* WORK TO BE COMPLETED *
Please copy every one of the entries below word for word, keeping each line and its order unchanged.

* TASK INPUTS *

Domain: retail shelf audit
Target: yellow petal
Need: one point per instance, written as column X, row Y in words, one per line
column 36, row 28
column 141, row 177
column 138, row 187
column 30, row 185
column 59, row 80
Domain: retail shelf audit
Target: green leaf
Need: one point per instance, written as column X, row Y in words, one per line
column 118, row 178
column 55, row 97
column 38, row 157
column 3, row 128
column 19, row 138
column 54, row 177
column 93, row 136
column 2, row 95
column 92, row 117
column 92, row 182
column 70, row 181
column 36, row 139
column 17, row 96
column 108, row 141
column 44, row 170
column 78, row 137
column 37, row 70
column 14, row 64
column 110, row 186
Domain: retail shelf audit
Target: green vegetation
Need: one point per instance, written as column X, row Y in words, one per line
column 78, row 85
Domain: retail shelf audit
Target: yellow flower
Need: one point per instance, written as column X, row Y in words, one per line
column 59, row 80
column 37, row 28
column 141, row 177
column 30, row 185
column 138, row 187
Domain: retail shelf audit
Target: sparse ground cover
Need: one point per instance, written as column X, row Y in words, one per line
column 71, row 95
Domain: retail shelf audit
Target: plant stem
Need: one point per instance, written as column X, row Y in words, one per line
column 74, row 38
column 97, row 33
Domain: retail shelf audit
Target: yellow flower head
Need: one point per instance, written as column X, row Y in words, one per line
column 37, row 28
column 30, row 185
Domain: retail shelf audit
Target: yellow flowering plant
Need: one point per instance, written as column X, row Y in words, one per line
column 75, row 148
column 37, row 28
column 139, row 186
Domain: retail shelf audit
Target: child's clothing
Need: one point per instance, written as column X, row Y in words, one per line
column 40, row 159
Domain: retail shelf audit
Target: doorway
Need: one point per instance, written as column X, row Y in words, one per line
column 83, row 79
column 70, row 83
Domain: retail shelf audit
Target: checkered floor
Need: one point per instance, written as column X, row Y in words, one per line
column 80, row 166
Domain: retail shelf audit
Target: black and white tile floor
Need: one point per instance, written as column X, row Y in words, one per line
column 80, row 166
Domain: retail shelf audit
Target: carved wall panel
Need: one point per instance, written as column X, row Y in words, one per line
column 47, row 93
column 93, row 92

* RESPONSE TO THE EXERCISE *
Domain: retail shelf audit
Target: yellow petal
Need: one point per instance, written as column X, row Y in words, one per line
column 36, row 28
column 141, row 177
column 138, row 187
column 30, row 185
column 59, row 80
Domain: retail shelf audit
Target: green leaf
Need: one point per instance, written as column X, row Y in words, one per line
column 118, row 178
column 55, row 97
column 38, row 157
column 3, row 128
column 19, row 138
column 54, row 177
column 93, row 136
column 2, row 95
column 92, row 117
column 92, row 182
column 70, row 181
column 36, row 139
column 17, row 96
column 108, row 141
column 44, row 170
column 78, row 137
column 37, row 70
column 14, row 64
column 110, row 186
Domain: retail shelf audit
Target: green vegetation
Need: one point per instance, written as column X, row Y in words, one per line
column 78, row 85
Domain: retail shelf audit
Target: yellow flower
Need: one point per instance, written as column X, row Y in words, one per line
column 59, row 80
column 37, row 28
column 141, row 177
column 30, row 185
column 138, row 187
Domain: retail shelf audit
Target: sparse ground cover
Need: one point per instance, written as column X, row Y in words, one per line
column 71, row 95
Domain: retail shelf audit
Target: plant stem
Need: one point per instance, written as column X, row Y in words, one per line
column 74, row 38
column 97, row 33
Domain: retail shelf audit
Target: yellow flower head
Need: one point per instance, written as column X, row Y in words, one per line
column 37, row 28
column 30, row 185
Domain: retail shelf audit
Target: yellow flowering plant
Need: one point per instance, written as column X, row Y in words, one per line
column 75, row 148
column 37, row 28
column 139, row 186
Domain: retail shelf audit
Target: child's clothing
Need: one point per instance, written as column X, row Y in words, one per line
column 40, row 159
Domain: retail shelf audit
Target: doorway
Need: one point per instance, written as column X, row Y in words, one per line
column 83, row 79
column 70, row 83
Domain: retail shelf audit
Target: checkered floor
Need: one point per instance, written as column X, row Y in words, one per line
column 80, row 166
Domain: retail shelf audit
Target: black and white tile floor
Need: one point per instance, written as column X, row Y in words, one per line
column 80, row 166
Domain: retail shelf audit
Target: carved wall panel
Need: one point per instance, written as column X, row Y in words, one per line
column 47, row 93
column 93, row 92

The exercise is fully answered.